SUPPLIED TEXT -
-=-=-=-=-

Our Finnish play ‘Garage’ is written by Mika Myllyaho who is the artistic director of the Finnish National Theatre. Mika is a renowned director and writer in Finland and his work has been translated and performed in several languages.

Our Norwegian play ‘Counting To Zero’ is written by Kristofer Grønskag who is currently playwright-in-residence at Haugesund Theatre in Norway. Kristofer is the winner of the prestigious Jugendtheaterpreis Baden-Württemberg in 2018 and his work has been performed all over the world. His play ‘Kinder K’ was the first play we produced as a company in the UK.

Our Danish play ‘No Planet B’ is written by Vivian Nielsen who is one of the most produced playwrights in Denmark and who is the recipient of the prestigious Reumert Prize for her play ‘Brandes’. Vivian is a passionate climate activist and wrote the play in close collaboration with the original cast.

CM: Can you tell us about the directors involved in the festival?
CG: We did an open call last year to find six UK-based directors at a stage in their careers where they would like to take creative risks and engage with international work and artists. We have an eclectic group of incredibly talented young artists who each bring their unique approaches and experiences to the project, at the same time exploring how to work in more Nordic ways.

Jack Nurse is a Scottish director who co-founded Glasgow-based theatre company Wonder Fools and trained at the Royal Conservatoire of Scotland and the National Theatre Studio Directors’ Course. He is directing our Icelandic play ‘Refuge’.

Janisè Sadik was the Trainee Director at Paines Plough in 2019 and is currently part of the Tamasha Directors Programme. She is also an experienced facilitator both in the UK and internationally. She is directing our Faroese play ‘Searching For Being’.

Anna Himali Howard was recently the Staff Director on ‘Small Island’ at the National Theatre, and recently directed ‘I Wanna Be Yours’ at the Bush. She travelled to Sweden via train to highlight our joint responsibility in the climate crisis and is directing our Swedish play ‘The Woman Who Turned Into A Tree’.

Lucie Dawkins is the co-Artistic Director of SCRUM Theatre and has worked internationally the last few years. She currently works for Cheek By Jowl as Literary Advisor and holds an MFA from the Yale School of Drama. She is directing our Finnish play ’Garage’.

-=-=-=-=-

OBJECTIVE A -
In the festival text, which prize did Vivian Nielsen receive for her play ‘Brandes’?
OBJECTIVE B -
Reproduce word for word the passage of the festival text between "Our Norwegian play" and "in the festival?", inclusive.

DATA -

-=-=-=-=-

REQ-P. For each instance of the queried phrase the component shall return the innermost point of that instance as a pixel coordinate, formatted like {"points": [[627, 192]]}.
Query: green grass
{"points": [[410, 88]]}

-=-=-=-=-

TASK OUTPUT A -
The Reumert Prize.

TASK OUTPUT B -
Our Norwegian play ‘Counting To Zero’ is written by Kristofer Grønskag who is currently playwright-in-residence at Haugesund Theatre in Norway. Kristofer is the winner of the prestigious Jugendtheaterpreis Baden-Württemberg in 2018 and his work has been performed all over the world. His play ‘Kinder K’ was the first play we produced as a company in the UK.

Our Danish play ‘No Planet B’ is written by Vivian Nielsen who is one of the most produced playwrights in Denmark and who is the recipient of the prestigious Reumert Prize for her play ‘Brandes’. Vivian is a passionate climate activist and wrote the play in close collaboration with the original cast.

CM: Can you tell us about the directors involved in the festival?